> **TEXT TO READ**
## Start
So my daughter can’t really read me and sense when it’s time to back off. And I don’t sense it either. So in her mind she has no idea which dad she’s going to get at any one moment.

So that’s my new project. Look for the signs that I’m about to snap so I can learn to catch it before it happens. Kind of like those “early signs of stroke” lists but one tailored to my temper.

Let the learnin’ begin!

File Under: Controlling  Your Temper When Around Children – How Cussing and Angry Words Hurt Your Kids

5 Responses to “The Wake Up Call – Learning to Control My Temper So My Daughter Doesn’t Throw Me to The Wolves”

  • Justin Says:

    This is an incredibly courageous post.

    It strikes very close to home for me because I also have a terrible temper. So far, I’ve been able to avoid swearing at my kids, but they are 3 and 1 and a half, so I still have plenty of time.

    I worry that I fly off the handle way too easily and that I will be doing damage to them in ways that I won’t notice until they are much older.

    Keep the faith, brother. Self-reflection is the first step to self-improvement and we must all improve.


  • Ross Says:

    I agree with Justin on everything he said, Kudos on posting this.

    Anger and Temperament can be hard to ‘just quit’, its easier to just move into something you actually like and get benefits from.

    I can tell you love your daughter and she too with you. Be open and honest with how sick/weak you are and you need love and patience, then you won’t have to defend you ‘gross’ behaviors too much. Being open and exposing weaknesses may seem to question the stability of the parent, yet it will promote honesty, trust, and respect (for the honesty and trust) that you showed her.

    When you start defending yourself its quick to get angry, instead ask her for help (make her feel important to you) or a hug so you have the energy to throw it away and possibly bring a trash bin with you.

    No but leads to resistance and anger
    yes and leads to growth and love

    I guess that’s just my quick input, and some ways I started dealing with my anger. I’m not a father, but I was loved in a very loving family but also one with some temperament problems. These are just thing I remember them doing right and the things I wanted them to do as their child, when they were actually wrong in their actions. (me looking back as an adult on a situation from me being a child)


  • Michael Says:

    You said it!
## End
> **STATED GOAL**
Continue the blog post about a father learning to control his temper, along with its reader responses, from the point where it stops. The items that follow have no connection to the blog post about a father learning to control his temper.

> **Recorded data**
## Start
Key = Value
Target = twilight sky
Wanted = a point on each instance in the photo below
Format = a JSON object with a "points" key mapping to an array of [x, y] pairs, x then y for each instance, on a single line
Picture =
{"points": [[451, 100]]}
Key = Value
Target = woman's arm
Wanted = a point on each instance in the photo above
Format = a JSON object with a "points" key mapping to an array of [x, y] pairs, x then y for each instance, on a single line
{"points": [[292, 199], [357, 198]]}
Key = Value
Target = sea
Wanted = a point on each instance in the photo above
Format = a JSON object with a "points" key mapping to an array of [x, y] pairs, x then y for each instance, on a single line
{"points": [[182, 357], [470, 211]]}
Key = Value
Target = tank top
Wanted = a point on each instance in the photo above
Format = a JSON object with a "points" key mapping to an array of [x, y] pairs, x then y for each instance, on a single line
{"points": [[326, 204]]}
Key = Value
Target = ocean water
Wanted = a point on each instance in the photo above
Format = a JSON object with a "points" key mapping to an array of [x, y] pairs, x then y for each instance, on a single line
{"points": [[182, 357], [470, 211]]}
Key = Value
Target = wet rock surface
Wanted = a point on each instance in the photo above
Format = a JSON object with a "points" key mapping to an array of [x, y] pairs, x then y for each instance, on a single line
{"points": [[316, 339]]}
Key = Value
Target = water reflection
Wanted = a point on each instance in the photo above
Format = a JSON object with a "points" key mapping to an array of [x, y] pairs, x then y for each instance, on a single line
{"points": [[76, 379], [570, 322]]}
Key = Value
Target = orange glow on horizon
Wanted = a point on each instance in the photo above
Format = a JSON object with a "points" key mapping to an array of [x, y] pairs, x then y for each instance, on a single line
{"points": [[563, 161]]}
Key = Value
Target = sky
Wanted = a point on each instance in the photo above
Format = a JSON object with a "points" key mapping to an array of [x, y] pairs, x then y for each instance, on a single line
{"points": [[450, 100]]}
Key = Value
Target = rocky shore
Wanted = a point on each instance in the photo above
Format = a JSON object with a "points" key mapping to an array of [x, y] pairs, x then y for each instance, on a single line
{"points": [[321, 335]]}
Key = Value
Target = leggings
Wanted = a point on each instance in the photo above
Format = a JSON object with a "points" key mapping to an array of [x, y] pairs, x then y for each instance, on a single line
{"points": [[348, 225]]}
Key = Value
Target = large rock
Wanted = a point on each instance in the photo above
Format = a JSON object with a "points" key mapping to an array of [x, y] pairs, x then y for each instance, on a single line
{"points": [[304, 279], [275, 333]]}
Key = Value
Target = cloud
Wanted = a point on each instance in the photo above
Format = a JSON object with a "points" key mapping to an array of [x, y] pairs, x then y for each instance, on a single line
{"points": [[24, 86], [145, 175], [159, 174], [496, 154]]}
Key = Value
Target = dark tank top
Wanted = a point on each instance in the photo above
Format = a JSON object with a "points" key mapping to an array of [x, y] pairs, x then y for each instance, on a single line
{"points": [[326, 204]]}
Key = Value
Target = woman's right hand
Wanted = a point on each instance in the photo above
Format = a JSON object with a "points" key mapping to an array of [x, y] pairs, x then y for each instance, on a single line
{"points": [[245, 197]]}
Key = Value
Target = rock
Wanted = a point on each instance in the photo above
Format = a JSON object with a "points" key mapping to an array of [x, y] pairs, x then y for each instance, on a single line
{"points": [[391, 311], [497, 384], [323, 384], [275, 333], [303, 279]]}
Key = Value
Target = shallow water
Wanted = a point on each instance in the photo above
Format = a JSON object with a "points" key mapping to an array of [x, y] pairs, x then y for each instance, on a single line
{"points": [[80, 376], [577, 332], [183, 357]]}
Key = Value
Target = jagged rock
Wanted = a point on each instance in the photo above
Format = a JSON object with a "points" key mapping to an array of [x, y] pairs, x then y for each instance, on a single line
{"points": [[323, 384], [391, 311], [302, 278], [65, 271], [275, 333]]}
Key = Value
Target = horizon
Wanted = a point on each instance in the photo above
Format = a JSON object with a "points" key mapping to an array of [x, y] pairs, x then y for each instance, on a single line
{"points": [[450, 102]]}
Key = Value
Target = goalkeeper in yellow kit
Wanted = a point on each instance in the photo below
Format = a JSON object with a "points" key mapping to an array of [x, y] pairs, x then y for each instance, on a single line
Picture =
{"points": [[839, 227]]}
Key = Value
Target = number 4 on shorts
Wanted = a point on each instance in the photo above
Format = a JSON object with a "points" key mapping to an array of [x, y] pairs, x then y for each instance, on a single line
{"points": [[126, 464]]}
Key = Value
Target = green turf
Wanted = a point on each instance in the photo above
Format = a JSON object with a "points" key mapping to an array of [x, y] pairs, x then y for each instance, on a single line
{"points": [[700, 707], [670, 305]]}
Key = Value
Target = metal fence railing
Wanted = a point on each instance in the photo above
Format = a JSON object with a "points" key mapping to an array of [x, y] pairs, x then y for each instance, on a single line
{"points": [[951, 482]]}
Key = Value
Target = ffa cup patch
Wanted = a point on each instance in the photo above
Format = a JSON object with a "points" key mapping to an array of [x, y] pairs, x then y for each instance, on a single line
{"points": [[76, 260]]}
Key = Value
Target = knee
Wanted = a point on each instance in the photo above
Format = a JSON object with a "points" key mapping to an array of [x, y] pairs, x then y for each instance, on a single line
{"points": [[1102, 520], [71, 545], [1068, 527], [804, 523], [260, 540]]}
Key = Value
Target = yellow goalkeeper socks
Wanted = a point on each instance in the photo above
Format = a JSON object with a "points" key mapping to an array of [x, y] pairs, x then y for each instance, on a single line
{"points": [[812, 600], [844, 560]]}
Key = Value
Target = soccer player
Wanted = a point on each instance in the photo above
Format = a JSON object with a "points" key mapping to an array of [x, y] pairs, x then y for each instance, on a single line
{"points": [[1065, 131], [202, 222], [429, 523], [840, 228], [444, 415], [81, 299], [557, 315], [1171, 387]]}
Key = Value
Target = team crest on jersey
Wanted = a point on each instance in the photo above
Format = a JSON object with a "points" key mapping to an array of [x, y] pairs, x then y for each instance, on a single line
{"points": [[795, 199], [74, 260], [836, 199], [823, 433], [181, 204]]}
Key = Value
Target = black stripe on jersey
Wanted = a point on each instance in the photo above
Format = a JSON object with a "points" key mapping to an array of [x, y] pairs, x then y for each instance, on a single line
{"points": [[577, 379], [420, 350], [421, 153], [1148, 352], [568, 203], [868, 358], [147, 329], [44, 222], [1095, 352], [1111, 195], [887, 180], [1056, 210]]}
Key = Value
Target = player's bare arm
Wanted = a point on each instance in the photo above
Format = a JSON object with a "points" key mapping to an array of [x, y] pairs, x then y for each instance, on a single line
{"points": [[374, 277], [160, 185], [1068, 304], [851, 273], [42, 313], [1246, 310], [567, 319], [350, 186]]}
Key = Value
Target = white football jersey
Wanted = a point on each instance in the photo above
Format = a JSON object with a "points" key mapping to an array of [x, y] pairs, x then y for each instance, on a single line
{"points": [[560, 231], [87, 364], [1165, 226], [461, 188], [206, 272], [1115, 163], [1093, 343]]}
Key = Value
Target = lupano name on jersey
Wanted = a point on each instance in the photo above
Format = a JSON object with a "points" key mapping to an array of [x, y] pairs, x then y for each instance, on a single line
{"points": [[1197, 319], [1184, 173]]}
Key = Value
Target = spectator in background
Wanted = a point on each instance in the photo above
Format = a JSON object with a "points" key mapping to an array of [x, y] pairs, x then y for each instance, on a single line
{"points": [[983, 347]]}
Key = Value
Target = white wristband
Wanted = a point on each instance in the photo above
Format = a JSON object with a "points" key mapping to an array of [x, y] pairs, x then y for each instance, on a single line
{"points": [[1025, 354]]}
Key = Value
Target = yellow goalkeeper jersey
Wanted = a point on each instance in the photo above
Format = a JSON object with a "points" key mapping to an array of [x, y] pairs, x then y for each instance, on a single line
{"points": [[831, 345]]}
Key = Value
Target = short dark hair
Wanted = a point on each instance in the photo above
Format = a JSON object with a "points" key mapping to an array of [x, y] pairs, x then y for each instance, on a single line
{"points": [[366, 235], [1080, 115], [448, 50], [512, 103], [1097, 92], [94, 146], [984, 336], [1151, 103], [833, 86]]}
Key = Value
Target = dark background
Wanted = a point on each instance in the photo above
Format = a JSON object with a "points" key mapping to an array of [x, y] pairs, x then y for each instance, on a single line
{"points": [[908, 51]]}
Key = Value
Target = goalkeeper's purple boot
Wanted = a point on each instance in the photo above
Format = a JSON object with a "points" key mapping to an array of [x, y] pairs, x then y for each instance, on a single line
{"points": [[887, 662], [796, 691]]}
## End
## Start
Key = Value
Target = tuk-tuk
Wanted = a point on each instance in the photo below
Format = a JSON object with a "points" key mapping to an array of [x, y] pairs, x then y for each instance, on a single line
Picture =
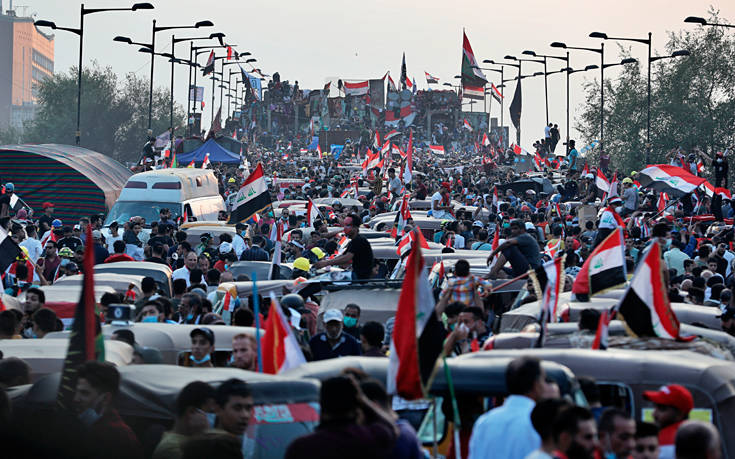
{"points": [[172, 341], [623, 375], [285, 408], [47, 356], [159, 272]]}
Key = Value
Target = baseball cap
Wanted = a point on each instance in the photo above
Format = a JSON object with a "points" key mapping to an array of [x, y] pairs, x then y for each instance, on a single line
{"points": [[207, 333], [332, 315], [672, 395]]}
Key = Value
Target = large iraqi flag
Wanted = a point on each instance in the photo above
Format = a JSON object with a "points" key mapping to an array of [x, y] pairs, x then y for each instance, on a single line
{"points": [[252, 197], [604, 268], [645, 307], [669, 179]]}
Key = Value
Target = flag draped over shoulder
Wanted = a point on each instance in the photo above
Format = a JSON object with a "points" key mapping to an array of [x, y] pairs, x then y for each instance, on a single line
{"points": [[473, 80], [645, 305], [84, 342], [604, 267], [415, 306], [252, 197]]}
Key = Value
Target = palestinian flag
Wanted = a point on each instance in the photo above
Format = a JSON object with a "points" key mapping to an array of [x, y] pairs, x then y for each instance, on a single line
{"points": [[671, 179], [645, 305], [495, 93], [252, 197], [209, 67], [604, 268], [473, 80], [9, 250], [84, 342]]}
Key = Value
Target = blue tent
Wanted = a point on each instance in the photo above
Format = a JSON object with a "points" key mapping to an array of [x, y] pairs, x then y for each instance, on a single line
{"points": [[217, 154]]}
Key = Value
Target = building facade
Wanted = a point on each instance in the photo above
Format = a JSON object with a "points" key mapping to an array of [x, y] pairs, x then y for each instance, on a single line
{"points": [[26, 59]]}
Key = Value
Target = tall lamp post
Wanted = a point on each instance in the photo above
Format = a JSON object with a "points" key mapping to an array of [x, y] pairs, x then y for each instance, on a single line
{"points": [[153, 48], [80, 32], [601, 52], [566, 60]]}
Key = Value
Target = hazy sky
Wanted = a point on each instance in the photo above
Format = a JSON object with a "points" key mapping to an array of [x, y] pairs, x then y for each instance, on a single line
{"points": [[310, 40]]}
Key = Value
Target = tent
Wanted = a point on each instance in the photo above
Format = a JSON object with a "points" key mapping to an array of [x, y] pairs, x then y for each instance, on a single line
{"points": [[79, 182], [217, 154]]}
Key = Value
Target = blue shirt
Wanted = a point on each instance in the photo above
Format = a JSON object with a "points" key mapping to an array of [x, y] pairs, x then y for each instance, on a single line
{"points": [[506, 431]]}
## End
## Start
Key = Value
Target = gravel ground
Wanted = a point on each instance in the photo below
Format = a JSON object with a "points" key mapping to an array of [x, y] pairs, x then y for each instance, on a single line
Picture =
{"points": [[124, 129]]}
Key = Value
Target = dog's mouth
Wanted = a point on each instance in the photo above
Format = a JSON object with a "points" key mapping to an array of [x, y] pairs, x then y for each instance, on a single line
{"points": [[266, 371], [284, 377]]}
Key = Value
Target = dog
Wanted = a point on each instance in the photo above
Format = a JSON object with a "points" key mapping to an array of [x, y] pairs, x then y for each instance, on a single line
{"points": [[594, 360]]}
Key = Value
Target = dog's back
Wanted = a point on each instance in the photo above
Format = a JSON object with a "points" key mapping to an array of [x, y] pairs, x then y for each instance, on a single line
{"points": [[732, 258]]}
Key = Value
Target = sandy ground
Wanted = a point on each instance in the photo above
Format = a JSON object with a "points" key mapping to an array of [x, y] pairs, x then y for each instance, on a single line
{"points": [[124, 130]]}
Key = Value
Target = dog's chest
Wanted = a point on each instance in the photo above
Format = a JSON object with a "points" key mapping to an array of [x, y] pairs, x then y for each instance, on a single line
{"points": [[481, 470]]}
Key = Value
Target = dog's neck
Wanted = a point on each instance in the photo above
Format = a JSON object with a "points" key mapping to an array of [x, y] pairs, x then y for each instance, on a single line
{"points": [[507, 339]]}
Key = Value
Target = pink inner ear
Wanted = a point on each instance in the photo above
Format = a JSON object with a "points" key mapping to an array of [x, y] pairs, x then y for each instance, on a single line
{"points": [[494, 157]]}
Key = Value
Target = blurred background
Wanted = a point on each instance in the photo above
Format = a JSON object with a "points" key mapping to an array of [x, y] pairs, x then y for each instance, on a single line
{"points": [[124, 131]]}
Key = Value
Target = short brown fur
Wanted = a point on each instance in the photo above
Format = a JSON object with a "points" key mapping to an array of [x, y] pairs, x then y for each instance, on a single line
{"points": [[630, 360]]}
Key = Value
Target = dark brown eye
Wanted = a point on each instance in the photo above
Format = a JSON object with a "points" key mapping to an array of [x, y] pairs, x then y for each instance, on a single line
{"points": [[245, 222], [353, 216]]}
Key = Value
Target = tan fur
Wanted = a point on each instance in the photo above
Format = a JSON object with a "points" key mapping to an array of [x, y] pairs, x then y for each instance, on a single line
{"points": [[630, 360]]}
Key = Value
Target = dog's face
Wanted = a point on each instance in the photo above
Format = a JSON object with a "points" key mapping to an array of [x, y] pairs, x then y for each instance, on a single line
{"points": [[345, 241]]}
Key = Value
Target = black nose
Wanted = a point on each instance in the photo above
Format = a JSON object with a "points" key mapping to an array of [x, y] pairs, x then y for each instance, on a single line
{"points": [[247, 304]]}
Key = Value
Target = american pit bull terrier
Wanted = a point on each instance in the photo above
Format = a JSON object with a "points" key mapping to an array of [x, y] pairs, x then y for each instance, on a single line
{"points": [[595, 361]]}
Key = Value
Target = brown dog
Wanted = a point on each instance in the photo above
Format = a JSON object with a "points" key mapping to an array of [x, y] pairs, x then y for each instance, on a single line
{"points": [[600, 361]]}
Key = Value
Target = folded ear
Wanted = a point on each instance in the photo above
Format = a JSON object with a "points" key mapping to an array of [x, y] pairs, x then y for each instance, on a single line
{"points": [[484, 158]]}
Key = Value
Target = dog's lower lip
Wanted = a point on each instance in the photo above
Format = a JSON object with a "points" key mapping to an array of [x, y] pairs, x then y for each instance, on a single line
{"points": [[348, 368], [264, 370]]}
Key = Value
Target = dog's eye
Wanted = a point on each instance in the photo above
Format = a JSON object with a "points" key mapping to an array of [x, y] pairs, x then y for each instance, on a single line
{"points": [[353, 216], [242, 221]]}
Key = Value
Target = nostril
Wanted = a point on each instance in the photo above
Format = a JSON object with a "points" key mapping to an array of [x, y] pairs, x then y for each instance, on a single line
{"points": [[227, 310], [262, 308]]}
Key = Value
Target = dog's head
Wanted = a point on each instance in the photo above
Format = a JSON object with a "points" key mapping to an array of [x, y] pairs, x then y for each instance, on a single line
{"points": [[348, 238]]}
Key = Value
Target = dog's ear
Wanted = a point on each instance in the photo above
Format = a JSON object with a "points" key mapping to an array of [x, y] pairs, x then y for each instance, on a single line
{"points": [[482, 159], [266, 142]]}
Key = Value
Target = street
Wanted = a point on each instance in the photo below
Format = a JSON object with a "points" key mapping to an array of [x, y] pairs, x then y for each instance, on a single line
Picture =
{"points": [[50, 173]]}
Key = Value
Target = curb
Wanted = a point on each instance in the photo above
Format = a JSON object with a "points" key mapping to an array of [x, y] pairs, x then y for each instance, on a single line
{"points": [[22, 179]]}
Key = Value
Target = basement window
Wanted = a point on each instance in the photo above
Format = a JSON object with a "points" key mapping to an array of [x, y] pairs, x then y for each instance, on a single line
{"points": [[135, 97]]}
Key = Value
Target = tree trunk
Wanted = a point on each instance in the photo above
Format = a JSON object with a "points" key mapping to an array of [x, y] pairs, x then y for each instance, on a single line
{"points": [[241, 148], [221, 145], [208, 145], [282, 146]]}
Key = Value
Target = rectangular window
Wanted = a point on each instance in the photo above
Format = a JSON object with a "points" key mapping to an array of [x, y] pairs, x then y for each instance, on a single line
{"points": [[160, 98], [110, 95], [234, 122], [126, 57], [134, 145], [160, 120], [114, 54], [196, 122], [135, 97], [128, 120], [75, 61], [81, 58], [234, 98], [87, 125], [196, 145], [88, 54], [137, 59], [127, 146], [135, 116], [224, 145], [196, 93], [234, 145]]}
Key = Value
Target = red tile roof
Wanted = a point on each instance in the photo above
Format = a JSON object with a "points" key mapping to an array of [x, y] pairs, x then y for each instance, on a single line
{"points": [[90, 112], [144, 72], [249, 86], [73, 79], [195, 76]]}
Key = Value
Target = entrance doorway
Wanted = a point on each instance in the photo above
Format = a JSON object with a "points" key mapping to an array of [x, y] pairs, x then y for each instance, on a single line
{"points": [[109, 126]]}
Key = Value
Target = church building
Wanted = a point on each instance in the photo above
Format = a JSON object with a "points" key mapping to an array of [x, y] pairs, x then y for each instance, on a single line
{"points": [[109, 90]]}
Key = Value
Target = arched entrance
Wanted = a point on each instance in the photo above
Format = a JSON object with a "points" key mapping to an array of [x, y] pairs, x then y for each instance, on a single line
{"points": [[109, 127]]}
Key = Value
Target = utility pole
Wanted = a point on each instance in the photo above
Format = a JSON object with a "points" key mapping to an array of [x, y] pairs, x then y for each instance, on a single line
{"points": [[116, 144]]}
## End
> **ANSWER TO THIS PROBLEM**
    I also snap pretty quickly. When sometimes I need everything quickly get “under control” cause the baby’s about to fall off the bed and my oldest is pulling my cell phone out of my pocket right after I told her not too, I might sharply say, “Sit on your hands!”

    I so regret ever losing my self-contained cool with her. But I think that her response is less about caring about me less, and more about seeing my vulnerability. I know it is ok to be have a soft, human side, but I think self-control is something that daughters especially respect in their fathers.

    I also keep an online journal about my experiences and learning as a dad. It’s here I’d love to know what you think so far.


  • Monica Says:

    Michael, I am posting for help. I am impressed that the men above could be honest and sorry about their tempers and the cussing. I am hearing the cussing a lot and the temper is out of control where I babysit daily. I have LOTS of issues with the home environment. Electricity off twice since February (no AC all day yesterday) and almost evicted in March. I babysit full-time, daily. Dad works hard but things are abnormal. Child was tardy 73 times last school year and absent over 18. Child can’t read or write and cant add 1+1 or 2+5. But, child plays video games 8-10 hours per day at Dad’s urging. If you can help with suggestions, please respond. I am trying not to judge Dad. But, son is suffering. THANKS


  • Aaron Blakeley Says:

    I have a temper as well. The thing that has helped me the most is to remember that in the end it is not my children I ultimately struggle with, so there is no reason to snap.

    Not saying I succeed at this all the time. In fact, I lost my temper this morning, but it was far less severe because I caught myself.